The records:
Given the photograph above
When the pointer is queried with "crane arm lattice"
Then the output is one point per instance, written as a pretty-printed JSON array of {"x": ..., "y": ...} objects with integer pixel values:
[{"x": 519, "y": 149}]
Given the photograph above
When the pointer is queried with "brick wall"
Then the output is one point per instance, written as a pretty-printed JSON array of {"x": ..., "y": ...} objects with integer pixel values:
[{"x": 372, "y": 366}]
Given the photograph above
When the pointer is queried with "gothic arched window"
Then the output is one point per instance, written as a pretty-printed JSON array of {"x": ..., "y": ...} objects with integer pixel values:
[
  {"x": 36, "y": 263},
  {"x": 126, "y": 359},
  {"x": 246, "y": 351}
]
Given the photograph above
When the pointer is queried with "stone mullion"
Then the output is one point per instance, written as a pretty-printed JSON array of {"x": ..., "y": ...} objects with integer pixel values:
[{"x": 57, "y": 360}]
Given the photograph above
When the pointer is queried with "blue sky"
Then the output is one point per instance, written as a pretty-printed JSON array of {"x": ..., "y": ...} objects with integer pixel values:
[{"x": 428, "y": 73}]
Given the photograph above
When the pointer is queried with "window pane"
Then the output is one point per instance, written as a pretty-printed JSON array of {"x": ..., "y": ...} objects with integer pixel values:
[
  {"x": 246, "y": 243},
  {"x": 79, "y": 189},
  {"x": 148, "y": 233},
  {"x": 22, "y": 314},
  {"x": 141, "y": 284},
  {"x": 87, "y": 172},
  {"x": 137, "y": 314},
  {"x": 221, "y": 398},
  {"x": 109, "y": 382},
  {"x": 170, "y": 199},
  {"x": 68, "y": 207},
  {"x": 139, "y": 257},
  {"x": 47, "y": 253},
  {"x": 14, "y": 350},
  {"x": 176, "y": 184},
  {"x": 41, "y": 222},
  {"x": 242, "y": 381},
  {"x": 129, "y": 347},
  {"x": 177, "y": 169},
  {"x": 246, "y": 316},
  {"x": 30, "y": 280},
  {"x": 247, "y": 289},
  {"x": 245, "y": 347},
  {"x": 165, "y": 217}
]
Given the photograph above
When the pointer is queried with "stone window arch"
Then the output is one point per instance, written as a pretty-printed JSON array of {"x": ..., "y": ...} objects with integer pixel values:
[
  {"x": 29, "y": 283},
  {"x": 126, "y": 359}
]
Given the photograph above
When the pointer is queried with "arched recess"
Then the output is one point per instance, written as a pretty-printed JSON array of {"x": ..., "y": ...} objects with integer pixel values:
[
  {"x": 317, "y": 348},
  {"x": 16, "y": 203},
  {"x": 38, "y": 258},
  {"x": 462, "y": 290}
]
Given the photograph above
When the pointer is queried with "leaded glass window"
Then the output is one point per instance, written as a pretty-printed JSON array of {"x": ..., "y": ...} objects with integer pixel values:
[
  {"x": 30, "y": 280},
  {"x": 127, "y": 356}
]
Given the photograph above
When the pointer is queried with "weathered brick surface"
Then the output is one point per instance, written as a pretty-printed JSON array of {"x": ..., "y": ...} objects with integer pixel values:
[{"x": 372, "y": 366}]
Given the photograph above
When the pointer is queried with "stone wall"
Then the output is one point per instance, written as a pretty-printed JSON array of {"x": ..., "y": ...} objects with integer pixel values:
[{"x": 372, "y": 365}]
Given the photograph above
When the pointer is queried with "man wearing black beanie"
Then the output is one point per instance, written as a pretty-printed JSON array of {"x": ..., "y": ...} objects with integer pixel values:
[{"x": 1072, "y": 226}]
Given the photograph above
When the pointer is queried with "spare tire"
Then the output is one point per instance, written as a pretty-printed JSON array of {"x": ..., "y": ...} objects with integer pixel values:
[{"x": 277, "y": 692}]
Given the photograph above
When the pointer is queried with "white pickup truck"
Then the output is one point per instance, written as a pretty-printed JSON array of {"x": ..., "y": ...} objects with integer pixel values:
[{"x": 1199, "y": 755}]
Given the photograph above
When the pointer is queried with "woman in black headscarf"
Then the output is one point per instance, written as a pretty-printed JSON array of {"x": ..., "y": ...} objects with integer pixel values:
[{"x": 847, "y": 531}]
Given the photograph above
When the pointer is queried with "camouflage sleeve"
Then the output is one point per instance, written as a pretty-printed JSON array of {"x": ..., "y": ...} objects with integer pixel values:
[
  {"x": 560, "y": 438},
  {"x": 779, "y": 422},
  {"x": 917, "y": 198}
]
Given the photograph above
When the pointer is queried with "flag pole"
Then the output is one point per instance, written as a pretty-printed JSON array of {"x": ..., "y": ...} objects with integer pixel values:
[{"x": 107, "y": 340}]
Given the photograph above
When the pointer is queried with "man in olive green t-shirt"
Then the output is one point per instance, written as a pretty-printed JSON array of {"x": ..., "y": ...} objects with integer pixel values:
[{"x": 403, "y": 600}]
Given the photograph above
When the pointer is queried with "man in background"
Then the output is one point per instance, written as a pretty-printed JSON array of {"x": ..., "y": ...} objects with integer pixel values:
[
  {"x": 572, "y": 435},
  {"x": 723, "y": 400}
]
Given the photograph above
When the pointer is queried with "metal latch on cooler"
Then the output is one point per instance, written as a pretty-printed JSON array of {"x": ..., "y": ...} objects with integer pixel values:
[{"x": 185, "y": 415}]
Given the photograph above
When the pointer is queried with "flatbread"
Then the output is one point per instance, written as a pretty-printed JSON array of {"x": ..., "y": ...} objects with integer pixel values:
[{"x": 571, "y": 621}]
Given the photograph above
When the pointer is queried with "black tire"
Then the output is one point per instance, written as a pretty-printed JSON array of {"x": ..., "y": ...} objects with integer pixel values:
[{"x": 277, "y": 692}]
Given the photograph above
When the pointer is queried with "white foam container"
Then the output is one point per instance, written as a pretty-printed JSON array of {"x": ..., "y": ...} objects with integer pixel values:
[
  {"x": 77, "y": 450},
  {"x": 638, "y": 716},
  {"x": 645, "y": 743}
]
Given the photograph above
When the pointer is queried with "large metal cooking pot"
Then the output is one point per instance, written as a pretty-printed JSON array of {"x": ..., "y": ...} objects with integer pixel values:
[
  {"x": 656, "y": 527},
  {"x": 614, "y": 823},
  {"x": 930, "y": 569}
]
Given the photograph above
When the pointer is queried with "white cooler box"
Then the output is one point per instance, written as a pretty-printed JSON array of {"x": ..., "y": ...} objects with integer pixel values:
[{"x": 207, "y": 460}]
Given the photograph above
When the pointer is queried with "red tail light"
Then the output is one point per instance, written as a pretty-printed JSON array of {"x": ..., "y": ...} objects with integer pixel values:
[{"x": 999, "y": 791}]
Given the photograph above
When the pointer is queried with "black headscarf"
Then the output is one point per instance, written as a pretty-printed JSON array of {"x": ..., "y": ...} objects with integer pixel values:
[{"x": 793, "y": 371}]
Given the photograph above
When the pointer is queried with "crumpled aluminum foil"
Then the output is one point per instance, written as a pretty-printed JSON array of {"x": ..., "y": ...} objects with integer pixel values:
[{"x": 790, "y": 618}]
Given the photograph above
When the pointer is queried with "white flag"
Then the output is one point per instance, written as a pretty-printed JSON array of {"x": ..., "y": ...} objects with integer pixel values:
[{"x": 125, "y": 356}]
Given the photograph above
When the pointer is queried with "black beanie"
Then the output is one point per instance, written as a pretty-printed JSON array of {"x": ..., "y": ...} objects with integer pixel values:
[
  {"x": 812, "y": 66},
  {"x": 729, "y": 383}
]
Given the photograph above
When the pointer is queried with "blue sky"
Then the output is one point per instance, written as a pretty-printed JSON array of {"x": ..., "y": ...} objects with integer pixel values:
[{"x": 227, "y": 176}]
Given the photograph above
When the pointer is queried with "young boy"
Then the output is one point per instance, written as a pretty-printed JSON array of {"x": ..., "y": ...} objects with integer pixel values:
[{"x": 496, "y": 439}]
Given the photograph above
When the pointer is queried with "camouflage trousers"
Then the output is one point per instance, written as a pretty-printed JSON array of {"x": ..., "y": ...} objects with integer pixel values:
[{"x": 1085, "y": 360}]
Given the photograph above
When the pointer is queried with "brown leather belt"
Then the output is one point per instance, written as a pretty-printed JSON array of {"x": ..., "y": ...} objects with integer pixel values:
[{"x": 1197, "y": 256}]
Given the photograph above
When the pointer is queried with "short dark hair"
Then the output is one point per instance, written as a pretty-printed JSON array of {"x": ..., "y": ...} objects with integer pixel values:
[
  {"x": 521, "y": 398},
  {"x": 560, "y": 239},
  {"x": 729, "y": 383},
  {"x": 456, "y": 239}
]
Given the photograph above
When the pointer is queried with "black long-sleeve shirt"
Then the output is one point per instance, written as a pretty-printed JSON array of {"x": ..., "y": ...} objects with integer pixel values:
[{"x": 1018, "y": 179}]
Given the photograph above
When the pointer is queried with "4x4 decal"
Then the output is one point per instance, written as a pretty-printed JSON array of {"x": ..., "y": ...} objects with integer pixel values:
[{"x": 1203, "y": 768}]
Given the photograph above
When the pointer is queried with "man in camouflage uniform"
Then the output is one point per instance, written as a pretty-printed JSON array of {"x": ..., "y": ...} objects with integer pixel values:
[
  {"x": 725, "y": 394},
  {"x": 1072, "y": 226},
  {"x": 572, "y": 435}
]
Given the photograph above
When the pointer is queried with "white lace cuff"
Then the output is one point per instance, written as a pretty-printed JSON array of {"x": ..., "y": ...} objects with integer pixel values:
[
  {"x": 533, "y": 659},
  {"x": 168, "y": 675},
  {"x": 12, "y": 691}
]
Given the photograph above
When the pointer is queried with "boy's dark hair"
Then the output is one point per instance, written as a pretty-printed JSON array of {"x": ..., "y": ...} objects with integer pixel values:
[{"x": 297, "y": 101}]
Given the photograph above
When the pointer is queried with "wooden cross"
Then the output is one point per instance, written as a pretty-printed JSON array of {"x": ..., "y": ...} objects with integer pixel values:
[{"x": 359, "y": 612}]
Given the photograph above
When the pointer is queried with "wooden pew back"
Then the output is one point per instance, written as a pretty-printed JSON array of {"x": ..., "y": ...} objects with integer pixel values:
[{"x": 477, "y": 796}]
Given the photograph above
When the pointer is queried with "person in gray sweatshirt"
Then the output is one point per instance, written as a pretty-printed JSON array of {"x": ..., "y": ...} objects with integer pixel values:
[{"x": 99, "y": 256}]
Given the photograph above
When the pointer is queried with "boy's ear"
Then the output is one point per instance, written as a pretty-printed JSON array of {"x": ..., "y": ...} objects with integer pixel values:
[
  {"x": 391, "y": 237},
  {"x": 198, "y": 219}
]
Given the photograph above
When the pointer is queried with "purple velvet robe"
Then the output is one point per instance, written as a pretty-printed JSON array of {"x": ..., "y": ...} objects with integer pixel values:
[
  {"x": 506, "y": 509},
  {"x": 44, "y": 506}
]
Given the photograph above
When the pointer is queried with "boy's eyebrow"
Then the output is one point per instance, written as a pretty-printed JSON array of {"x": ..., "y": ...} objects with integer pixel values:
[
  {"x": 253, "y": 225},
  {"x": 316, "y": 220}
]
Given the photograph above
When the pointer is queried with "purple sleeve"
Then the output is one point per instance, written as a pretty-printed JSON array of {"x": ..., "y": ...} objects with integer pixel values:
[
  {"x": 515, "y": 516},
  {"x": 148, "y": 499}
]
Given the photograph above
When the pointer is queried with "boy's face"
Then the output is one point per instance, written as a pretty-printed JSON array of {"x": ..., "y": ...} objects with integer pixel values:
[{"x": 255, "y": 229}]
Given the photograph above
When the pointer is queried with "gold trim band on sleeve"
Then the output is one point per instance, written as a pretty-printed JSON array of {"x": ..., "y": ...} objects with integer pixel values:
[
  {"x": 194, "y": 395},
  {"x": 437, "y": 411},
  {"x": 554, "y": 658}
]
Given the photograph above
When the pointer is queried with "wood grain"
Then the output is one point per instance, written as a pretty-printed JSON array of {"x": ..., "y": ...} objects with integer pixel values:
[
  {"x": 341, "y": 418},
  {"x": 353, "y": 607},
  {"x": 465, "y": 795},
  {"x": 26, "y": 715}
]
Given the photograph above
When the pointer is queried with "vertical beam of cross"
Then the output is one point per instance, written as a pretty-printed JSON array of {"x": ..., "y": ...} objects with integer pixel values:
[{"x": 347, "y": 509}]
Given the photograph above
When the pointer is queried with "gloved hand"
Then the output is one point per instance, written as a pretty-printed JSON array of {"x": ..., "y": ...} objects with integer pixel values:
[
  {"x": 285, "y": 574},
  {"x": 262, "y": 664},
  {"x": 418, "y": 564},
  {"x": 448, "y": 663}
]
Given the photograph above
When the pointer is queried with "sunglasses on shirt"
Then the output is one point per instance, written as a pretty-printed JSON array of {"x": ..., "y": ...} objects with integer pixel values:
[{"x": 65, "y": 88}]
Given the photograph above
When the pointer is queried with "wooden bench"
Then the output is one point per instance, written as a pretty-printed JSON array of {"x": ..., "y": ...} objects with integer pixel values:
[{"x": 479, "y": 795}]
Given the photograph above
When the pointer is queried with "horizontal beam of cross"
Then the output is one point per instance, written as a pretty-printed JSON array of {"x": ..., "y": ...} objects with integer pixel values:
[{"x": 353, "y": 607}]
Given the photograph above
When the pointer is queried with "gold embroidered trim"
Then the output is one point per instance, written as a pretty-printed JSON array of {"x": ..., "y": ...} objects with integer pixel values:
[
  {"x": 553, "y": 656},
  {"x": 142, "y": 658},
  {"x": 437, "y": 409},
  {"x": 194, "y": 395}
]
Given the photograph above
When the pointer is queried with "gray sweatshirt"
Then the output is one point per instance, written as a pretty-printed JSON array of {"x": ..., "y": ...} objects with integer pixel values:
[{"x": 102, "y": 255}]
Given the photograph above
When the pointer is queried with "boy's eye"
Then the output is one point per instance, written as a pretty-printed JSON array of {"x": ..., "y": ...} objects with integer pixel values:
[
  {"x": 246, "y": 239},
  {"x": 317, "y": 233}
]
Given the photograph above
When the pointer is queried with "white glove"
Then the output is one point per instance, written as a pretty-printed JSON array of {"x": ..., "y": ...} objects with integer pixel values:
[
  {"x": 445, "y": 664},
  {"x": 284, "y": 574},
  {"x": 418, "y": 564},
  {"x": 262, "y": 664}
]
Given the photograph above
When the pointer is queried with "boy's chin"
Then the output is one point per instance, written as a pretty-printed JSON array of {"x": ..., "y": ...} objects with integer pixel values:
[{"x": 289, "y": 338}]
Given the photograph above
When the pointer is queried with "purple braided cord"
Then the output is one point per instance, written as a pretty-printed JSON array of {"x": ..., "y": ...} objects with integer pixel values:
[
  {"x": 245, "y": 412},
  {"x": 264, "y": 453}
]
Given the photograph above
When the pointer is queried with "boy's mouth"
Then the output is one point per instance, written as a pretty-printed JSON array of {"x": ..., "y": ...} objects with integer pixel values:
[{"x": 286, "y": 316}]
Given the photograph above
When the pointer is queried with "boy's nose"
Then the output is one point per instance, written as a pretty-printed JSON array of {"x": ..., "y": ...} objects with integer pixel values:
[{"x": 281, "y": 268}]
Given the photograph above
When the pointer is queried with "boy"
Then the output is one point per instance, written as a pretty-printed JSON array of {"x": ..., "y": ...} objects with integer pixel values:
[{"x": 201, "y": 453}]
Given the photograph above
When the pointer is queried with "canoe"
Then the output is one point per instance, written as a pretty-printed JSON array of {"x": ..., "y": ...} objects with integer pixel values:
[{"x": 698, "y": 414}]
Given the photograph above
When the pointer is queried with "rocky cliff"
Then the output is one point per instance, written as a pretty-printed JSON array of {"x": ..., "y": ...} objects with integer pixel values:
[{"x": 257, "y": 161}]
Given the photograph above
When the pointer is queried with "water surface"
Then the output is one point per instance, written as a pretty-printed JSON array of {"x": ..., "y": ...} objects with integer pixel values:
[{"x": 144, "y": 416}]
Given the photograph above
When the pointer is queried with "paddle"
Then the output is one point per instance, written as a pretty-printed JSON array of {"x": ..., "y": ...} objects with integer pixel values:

Exercise:
Your task is to copy each line from the material above that includes the word "sweatshirt".

Output of the task:
When the pointer is queried with "person in gray sweatshirt"
When the pointer is queried with "gray sweatshirt"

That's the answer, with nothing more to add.